§ **EXERCISE**
Copy out all of the material, matching it word for word.

%%

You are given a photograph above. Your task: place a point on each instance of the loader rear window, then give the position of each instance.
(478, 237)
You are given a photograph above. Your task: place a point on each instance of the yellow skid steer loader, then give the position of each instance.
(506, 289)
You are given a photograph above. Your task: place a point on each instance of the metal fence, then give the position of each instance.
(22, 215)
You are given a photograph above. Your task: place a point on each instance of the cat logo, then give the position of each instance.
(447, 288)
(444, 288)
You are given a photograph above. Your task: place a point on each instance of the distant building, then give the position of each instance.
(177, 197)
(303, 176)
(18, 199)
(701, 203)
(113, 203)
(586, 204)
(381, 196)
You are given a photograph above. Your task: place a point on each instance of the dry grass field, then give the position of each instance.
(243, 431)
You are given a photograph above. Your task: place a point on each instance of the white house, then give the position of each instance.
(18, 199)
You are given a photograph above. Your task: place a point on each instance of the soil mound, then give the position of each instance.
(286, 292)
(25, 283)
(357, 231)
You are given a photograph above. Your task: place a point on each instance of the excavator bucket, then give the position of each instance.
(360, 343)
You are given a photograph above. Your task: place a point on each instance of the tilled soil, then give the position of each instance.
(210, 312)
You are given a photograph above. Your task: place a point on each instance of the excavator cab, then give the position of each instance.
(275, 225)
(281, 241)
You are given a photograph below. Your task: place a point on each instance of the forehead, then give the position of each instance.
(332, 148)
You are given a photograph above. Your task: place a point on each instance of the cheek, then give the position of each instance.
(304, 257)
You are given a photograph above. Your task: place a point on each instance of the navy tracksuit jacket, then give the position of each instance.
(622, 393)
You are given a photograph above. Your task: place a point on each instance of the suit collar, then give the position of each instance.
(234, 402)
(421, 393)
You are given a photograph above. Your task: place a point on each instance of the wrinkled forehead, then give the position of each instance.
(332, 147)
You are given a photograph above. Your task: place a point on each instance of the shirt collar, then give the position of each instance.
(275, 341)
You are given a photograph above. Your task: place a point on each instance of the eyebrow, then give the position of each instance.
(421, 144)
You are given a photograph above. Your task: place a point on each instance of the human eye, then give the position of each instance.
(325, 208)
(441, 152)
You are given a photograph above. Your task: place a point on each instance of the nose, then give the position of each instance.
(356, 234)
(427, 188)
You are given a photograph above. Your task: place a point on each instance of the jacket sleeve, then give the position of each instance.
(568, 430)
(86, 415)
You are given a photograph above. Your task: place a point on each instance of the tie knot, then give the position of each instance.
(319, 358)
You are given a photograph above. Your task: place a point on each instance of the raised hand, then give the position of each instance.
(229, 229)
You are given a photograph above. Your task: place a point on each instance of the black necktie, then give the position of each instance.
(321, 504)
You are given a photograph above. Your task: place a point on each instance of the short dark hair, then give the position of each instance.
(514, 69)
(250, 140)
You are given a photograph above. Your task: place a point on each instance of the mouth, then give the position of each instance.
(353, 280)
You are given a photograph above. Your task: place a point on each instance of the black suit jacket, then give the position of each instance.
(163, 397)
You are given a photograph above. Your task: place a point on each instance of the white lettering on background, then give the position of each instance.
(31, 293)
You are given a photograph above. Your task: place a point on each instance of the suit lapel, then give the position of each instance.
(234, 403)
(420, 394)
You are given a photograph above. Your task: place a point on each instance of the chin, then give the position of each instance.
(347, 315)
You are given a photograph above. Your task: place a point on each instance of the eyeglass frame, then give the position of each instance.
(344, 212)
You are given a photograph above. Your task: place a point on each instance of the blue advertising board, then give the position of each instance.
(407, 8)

%%

§ **REPLY**
You are given a photograph above. Your task: place a point on each instance of the loader rear window, then give the position of each instance.
(478, 237)
You are given a photograph above. Your task: place a point on each instance of the yellow skid steer loader, then give the position of each instance.
(506, 289)
You are given a photograph above. Your task: place a point on each instance of the metal fence, then give the position of each instance.
(22, 215)
You are given a photograph above. Your task: place a point on each instance of the cat logo, then give the position of each instance.
(447, 288)
(444, 288)
You are given a photograph above. Your task: place a point on each instance of the distant building, then give the position of each instance.
(177, 197)
(303, 176)
(18, 199)
(701, 203)
(113, 203)
(586, 204)
(381, 196)
You are given a photograph above. Your task: place a point on each instance of the dry grass field, then give the position of each instance.
(243, 431)
You are given a photograph above. Your task: place a point on each instance of the white house, then give the position of each instance.
(18, 199)
You are given a photograph above. Your task: place a point on each instance of the soil mound, then give the position of each instance.
(286, 292)
(25, 283)
(357, 231)
You are given a photograph above. Your task: place a point on each instance of the excavator bucket, then give the position of each instance.
(360, 343)
You are given a photograph above. Your task: place a point on each instance of the tilled soil, then give the position of each instance.
(210, 312)
You are given a photograph above. Your task: place a point on each instance of the excavator cab, then give the position of each instance.
(275, 225)
(281, 241)
You are given a photograph below. Your task: place a point on each instance of the forehead, then give the position of each instance.
(332, 148)
You are given a photograph above. Your task: place a point on each instance of the cheek, then give the position of each instance.
(304, 257)
You are given a photograph above. Your task: place a point on each instance of the navy tracksuit jacket, then give the position of each instance.
(622, 393)
You are given a photograph above. Your task: place a point on each instance of the suit collar, then give the position of each instance.
(234, 402)
(421, 393)
You are given a photograph above. Your task: place a point on each instance of the wrinkled forehead, then give the position of each instance.
(332, 147)
You are given a photograph above. Your task: place a point on each instance of the shirt collar, then give the position of each instance.
(275, 341)
You are given a photograph above. Your task: place a point on each instance of the eyebrow, then give the position of each instance.
(421, 144)
You are given a photograph above. Your task: place a point on each instance of the human eye, then give the position of each instance.
(325, 208)
(441, 152)
You are given a photograph above. Your task: place a point on each instance of the nose, then give the position of each instance.
(356, 234)
(427, 188)
You are given a photograph above. Your task: place a point on each instance of the jacket sleeve, then give the position of each instance.
(568, 430)
(86, 415)
You are given a photograph above. Your task: place a point on each instance of the tie knot, then give the position of each instance.
(319, 358)
You are given a photograph above. Your task: place a point on each instance of the raised hand, then give the position of each instance.
(229, 229)
You are given a photograph above. Your task: place a point on each instance of the black necktie, then give the position of each instance.
(321, 504)
You are given a photograph above. Your task: place a point on each instance of the short dark hair, then give the position of each instance.
(514, 69)
(250, 140)
You are given a photograph above. Your task: place a point on each instance of the mouth, then give the position of each instance.
(353, 280)
You are given a photograph above. Your task: place a point on each instance of the black suit jacket, then give the position of each instance.
(163, 397)
You are given a photograph above. Your task: place a point on each instance of the white lettering on background, then give the position of each instance.
(31, 293)
You are given a photograph above. Your task: place a point on each instance of the suit lapel, then give the position of each instance.
(234, 403)
(420, 394)
You are given a photograph above. Your task: place a point on each instance of the chin, then give the position of each instance.
(347, 315)
You are given a photograph above. Your task: place a point on each instance of the eyeglass frame, then give the position of each instance.
(344, 212)
You are given a photograph above. Your task: place a point on each instance of the blue advertising board, then give the position of each instance.
(407, 8)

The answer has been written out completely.